しかし、外国車としては市場に出回っている台数が多いため、値落ちもしやすいという特徴がある。そのため、中古車であればさほど収入がなくても、憧れのドイツ車を手に入れることが可能になるのだ。
安いのには理由がある
中間マージンがほとんどないネットオークションであれば、さらに安く手に入れることができる。ヤフオクの場合は、出品者に約6,000円程度の手数料しかかからないため、安い価格で売り出しても十分に元が取れるからだ。そのため、中古の高級外車を探す際は、中古車の検索サイトだけでなく、ヤフオクなどのネットオークションをチェックすることも一般的になっている。
しかし、オークションで安く売り出されている高級外車には、安いだけの理由もあることに注意が必要だ。
保証がない
高級外車には、ディーラーで購入した「正規輸入車」と、ディーラー以外の自動車販売業者が独自に輸入した「並行輸入車」の二つが存在する。ヤフオクなどで安く売られている高級外車は並行輸入車が少なくない。
並行輸入車はデメリットも多い
ドイツ車に限らず、日本で販売されている高級外車は本国での価格に比べてかなり高く設定されていることが多い。そのため、本国で買い付けて輸入すれば、かなり安く販売することが可能であるのだ。
しかし、並行輸入車は安い分デメリットも多いことに注意が必要だ。「保証」がほとんどないのである。中古といえども、高級外車は数百万円もする買い物であるため、買い手からすればそれなりのアフターサービスを期待してしまうかもしれない。
しかし、そこは「自己責任」であるのがヤフオクなどのネットオークションである。ここをきちんと理解していないと、故障などをめぐってトラブルになる恐れがあるので注意したい。
並行輸入車は売り手にもリスクはある
こういったリスクは、売り手にとっても同じである。並行輸入車を中古車販売店で買った場合、正規保証はなくても販売店独自の保証を付けてくれることが多い。しかし、その車をネットオークションで売却した場合、店の保証は消滅してしまうことがほとんどである。
⁂
やること:
提示文によると、ヤフオクで出品者にかかる手数料はどの程度か答えてください。 データの行は使わなくてよい。
⁂
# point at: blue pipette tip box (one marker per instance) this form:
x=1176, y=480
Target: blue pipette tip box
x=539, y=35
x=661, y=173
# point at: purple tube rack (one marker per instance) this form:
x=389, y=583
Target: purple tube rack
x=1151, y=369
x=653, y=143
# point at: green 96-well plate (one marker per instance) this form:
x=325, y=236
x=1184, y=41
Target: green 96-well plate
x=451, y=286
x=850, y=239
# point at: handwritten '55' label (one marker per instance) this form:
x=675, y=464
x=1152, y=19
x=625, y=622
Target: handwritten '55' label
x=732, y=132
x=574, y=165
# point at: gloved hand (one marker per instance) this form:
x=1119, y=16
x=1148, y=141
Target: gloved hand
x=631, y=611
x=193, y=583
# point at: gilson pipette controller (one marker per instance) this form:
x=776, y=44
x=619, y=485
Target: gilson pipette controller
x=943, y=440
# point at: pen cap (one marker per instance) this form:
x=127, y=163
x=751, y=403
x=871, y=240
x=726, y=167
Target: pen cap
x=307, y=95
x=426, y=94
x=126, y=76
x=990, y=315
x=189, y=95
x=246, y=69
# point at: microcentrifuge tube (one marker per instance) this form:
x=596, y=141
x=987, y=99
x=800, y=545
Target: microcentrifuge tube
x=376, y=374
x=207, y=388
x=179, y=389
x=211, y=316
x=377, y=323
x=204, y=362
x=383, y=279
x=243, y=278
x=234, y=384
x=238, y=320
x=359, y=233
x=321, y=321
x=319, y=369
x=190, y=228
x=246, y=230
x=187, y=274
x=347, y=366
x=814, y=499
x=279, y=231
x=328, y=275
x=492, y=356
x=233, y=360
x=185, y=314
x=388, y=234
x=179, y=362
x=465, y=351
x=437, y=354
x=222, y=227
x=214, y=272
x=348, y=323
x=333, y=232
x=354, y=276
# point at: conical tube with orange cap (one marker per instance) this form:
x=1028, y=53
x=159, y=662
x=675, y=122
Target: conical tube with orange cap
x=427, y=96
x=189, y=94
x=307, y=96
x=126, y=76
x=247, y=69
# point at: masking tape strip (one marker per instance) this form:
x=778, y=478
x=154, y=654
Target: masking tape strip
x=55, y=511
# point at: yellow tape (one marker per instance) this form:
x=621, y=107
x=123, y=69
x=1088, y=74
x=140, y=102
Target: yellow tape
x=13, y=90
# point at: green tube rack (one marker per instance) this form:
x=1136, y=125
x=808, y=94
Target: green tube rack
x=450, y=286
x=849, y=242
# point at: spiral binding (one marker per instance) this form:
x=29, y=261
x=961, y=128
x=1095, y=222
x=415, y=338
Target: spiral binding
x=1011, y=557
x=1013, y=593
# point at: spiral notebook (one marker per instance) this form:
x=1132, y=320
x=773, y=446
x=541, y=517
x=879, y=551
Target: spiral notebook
⁂
解答:
約6,000円程度。